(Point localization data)
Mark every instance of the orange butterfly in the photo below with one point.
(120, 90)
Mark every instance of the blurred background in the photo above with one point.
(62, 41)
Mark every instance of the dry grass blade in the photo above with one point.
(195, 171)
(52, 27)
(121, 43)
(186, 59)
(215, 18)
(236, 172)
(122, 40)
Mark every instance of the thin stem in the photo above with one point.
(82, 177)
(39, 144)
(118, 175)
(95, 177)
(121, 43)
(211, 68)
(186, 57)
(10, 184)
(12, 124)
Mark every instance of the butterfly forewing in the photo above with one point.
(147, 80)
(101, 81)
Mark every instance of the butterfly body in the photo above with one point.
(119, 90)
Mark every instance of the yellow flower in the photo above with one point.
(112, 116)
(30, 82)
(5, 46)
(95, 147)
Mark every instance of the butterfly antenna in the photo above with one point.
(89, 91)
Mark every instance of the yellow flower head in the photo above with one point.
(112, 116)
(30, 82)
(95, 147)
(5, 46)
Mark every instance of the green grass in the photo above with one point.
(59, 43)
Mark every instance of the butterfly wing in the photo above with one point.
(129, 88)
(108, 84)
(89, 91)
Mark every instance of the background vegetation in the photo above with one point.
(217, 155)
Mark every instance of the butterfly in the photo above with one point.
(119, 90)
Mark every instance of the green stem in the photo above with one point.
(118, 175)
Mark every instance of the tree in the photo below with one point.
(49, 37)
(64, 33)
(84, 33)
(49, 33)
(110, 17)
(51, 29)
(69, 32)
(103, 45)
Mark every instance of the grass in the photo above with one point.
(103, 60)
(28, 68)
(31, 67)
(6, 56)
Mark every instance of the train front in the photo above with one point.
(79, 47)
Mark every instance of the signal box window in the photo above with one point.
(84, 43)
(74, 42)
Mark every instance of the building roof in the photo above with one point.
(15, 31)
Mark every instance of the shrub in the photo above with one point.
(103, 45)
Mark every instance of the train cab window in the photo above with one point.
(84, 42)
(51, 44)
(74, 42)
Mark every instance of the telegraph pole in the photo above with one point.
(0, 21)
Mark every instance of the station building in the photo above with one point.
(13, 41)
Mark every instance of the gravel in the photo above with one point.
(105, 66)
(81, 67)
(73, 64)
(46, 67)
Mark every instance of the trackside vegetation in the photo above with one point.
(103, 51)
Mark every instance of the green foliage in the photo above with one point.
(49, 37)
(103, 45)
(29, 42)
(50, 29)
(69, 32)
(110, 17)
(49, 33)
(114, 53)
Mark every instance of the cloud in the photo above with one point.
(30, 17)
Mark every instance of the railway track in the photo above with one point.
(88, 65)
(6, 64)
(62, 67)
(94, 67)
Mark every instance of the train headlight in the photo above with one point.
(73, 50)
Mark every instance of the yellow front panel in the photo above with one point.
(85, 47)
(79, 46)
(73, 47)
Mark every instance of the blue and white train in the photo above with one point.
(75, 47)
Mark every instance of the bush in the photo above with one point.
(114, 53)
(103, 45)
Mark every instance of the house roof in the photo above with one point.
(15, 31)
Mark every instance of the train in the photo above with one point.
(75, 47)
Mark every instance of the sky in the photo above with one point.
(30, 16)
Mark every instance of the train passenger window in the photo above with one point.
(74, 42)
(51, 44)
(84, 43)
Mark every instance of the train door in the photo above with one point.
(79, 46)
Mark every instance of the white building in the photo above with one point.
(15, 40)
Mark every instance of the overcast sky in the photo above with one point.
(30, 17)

--

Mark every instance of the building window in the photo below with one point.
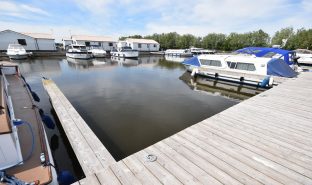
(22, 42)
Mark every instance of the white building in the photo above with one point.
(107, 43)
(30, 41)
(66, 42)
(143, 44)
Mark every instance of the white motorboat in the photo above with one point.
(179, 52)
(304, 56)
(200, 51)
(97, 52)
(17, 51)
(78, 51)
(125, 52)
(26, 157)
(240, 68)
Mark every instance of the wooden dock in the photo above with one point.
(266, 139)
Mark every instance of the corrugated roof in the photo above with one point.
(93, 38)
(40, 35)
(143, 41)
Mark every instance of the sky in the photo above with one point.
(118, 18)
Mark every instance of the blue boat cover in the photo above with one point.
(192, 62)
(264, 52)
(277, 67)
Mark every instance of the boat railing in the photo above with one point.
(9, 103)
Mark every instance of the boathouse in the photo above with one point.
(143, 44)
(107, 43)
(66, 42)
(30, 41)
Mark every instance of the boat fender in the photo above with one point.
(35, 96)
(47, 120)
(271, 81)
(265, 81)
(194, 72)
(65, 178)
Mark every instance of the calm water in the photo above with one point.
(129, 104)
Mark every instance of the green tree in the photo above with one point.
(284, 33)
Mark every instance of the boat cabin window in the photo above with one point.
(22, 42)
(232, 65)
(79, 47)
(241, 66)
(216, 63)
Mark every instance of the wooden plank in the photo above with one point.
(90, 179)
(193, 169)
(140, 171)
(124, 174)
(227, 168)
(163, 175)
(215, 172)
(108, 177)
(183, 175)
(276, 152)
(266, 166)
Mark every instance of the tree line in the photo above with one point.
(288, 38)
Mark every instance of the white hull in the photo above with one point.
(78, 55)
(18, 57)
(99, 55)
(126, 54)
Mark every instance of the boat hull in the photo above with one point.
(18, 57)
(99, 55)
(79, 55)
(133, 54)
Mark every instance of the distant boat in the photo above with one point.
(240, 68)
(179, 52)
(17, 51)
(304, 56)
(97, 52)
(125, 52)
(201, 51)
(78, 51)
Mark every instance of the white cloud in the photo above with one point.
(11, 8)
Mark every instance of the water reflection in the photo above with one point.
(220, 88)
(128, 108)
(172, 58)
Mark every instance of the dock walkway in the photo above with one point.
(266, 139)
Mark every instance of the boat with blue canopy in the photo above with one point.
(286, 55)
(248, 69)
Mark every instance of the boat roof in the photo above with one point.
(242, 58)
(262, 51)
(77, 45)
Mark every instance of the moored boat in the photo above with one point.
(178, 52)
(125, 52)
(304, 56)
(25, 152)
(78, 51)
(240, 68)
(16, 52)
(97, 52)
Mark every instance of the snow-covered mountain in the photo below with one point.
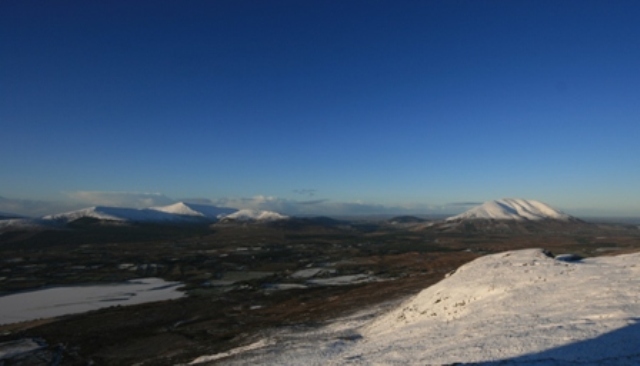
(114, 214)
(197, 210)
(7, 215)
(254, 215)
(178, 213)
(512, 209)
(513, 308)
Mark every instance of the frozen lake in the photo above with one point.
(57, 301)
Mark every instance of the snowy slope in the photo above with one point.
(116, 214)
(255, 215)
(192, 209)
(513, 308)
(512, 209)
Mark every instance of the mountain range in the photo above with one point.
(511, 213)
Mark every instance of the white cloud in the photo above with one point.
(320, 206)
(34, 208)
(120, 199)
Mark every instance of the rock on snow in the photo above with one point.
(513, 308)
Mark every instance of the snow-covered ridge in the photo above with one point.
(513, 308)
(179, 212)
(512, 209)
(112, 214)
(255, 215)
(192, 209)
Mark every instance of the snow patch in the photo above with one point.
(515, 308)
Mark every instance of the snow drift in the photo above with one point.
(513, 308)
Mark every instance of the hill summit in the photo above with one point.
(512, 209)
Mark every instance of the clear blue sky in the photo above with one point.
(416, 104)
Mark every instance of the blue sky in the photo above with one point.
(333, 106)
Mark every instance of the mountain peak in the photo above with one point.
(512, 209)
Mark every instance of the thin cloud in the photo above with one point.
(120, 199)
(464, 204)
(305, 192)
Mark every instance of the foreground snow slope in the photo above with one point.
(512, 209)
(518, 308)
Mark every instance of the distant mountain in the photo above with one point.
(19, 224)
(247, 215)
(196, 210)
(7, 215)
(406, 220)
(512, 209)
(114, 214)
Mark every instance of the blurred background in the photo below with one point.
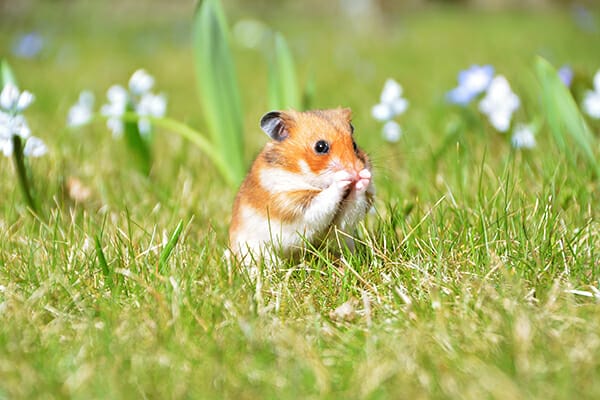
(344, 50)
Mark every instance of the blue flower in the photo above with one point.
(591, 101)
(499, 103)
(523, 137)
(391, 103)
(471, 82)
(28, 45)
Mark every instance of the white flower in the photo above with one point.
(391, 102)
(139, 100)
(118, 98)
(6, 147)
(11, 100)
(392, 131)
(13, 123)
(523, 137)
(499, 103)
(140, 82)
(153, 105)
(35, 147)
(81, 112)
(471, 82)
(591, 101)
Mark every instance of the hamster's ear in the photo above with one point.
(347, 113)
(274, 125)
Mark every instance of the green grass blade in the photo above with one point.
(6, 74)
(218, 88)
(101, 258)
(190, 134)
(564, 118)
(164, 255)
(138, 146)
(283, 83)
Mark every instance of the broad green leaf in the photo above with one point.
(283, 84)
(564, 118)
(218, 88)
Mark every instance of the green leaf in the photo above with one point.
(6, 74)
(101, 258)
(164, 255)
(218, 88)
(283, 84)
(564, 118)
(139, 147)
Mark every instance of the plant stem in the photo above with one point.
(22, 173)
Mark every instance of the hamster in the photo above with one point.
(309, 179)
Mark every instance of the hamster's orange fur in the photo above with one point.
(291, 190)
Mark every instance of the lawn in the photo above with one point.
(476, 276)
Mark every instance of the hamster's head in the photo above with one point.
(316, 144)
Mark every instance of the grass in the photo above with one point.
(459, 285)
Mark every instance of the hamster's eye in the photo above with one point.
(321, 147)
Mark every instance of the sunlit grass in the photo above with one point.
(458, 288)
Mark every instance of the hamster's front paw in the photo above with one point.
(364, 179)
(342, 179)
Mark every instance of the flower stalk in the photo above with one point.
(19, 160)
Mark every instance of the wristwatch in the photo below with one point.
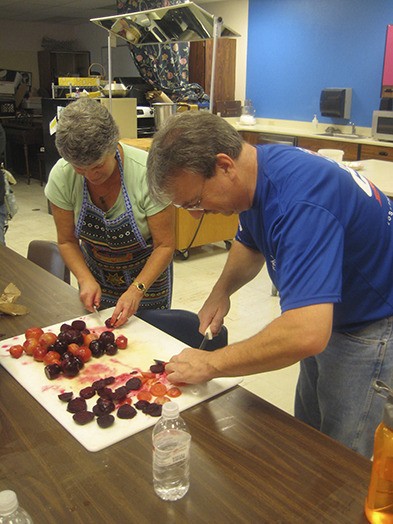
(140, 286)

* * *

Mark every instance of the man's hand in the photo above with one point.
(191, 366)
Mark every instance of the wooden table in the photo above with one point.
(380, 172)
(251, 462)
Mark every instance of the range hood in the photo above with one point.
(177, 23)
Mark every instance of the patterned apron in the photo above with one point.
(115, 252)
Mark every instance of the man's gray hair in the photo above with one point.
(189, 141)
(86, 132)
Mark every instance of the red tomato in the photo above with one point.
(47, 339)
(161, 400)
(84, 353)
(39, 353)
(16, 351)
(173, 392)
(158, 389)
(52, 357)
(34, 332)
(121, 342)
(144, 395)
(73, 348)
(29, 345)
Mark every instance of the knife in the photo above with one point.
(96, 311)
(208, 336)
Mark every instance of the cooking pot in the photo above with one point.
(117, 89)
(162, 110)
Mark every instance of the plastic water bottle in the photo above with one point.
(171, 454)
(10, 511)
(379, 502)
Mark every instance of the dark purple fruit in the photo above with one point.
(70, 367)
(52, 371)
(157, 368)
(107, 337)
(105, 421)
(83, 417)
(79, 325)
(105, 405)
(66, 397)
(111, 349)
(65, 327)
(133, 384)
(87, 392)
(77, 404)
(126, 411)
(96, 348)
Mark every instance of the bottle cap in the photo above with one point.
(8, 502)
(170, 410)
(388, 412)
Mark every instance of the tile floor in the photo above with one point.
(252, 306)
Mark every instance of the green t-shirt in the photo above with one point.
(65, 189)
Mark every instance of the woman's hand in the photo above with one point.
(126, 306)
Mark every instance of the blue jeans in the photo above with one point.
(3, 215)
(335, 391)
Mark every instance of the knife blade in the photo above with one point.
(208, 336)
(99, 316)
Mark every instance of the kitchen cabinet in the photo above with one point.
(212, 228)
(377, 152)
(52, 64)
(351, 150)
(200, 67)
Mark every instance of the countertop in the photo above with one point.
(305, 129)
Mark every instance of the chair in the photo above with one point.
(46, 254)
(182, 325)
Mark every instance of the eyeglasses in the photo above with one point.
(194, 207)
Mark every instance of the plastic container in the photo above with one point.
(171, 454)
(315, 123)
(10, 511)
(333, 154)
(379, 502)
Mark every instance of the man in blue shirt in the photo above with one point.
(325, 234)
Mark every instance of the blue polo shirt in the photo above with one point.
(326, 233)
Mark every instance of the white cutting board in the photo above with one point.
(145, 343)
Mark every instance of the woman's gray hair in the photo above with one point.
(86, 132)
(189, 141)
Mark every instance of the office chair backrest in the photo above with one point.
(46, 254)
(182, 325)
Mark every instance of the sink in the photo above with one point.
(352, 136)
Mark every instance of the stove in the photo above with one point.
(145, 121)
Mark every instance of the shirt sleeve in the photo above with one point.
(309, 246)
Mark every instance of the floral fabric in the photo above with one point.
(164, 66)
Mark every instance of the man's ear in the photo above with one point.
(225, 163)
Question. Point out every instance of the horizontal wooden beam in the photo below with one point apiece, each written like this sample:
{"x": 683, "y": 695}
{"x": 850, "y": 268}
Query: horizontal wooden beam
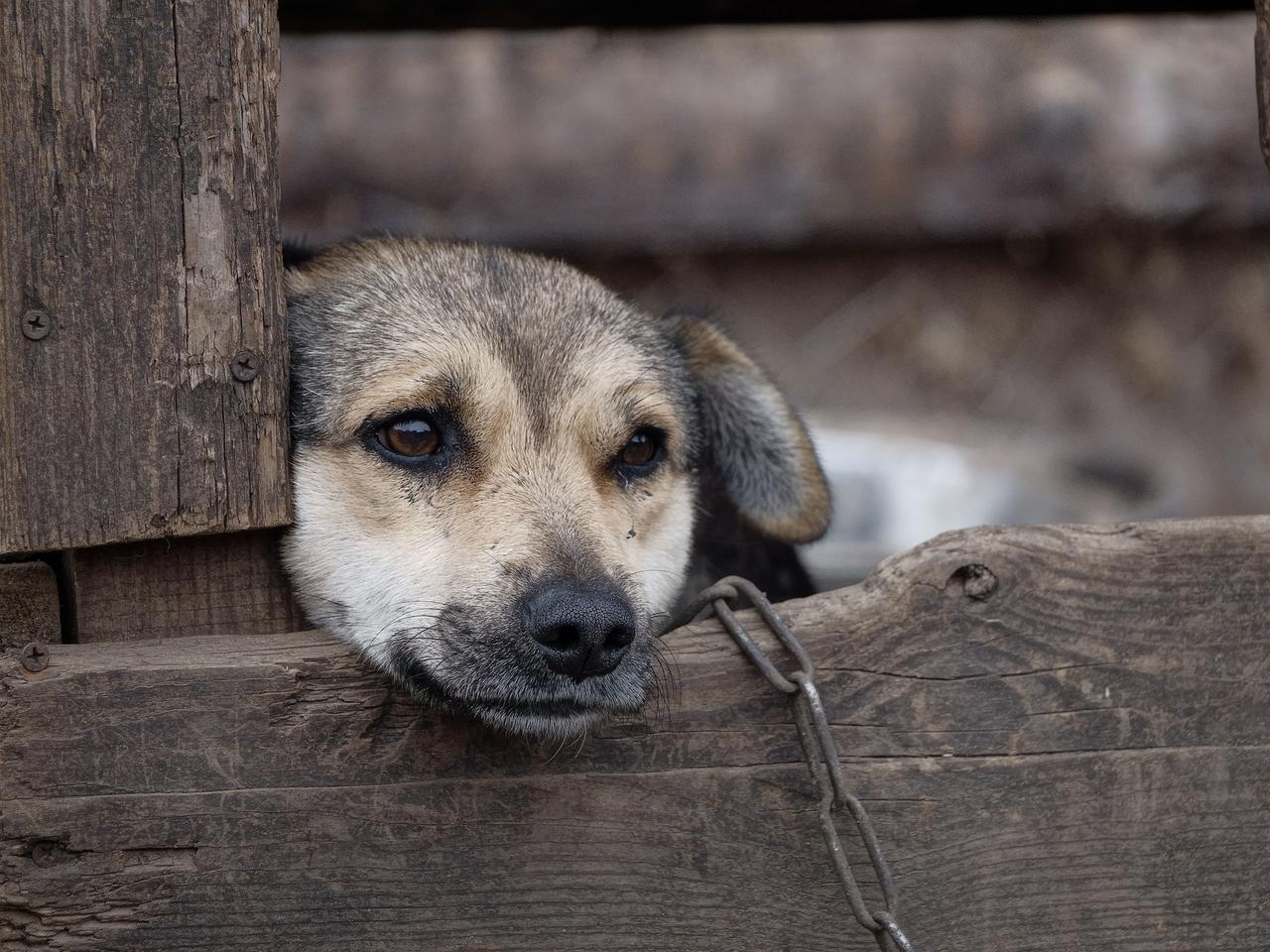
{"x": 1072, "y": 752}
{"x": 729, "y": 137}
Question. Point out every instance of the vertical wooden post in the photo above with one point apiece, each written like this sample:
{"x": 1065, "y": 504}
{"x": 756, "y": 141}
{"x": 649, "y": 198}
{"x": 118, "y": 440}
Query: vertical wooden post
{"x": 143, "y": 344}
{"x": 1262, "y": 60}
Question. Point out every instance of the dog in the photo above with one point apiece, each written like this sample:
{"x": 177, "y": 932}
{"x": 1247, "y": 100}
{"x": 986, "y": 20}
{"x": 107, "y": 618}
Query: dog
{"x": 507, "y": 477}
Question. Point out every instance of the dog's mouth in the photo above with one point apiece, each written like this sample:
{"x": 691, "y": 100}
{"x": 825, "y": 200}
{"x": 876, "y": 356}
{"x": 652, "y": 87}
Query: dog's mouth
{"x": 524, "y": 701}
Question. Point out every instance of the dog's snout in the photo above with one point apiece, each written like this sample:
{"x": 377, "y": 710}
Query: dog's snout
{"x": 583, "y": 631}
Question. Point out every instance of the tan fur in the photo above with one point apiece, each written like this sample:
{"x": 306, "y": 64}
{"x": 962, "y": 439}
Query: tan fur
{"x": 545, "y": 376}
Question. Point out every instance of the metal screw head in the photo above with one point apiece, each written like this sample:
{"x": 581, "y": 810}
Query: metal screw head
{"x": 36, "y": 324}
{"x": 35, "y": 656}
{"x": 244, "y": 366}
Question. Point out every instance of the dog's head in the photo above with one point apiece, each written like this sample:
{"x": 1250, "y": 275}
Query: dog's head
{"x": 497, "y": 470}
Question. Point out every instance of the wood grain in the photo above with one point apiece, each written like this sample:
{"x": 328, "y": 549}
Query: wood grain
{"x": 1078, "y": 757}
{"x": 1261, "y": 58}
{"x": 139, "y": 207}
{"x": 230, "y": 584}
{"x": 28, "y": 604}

What is expected: Look through the data and gather every line with the string "apiece" in it.

Written response:
Question. Point out every instance of the horizontal wooden beam in the photo below with one point apiece, each written like this sample:
Question. Point out every instance of the vertical wooden post in the photo above with one point apiece, each written like this sample:
Question. Point out every instance of the dog in the photo above with one point apiece, each written like this sample:
Question. Point out every instance of the dog's mouth in the photo above with one point apiece, each written like this sample:
Question. Point out every instance of the dog's snout in the photo above with one point apiece, each written like this sample:
Question. Point out every instance of the tan fur in the photo above with one point apiece, each written like this sample:
Question. Point out every instance of the metal screw head in the photo above with one point apiece, each written like this sample:
Question. Point out every instance of the dog's head in the photo above with one point apiece, each written like this sample:
Question. Point out every instance of the wood grain in the photo above with one point apiece, each written like this sample:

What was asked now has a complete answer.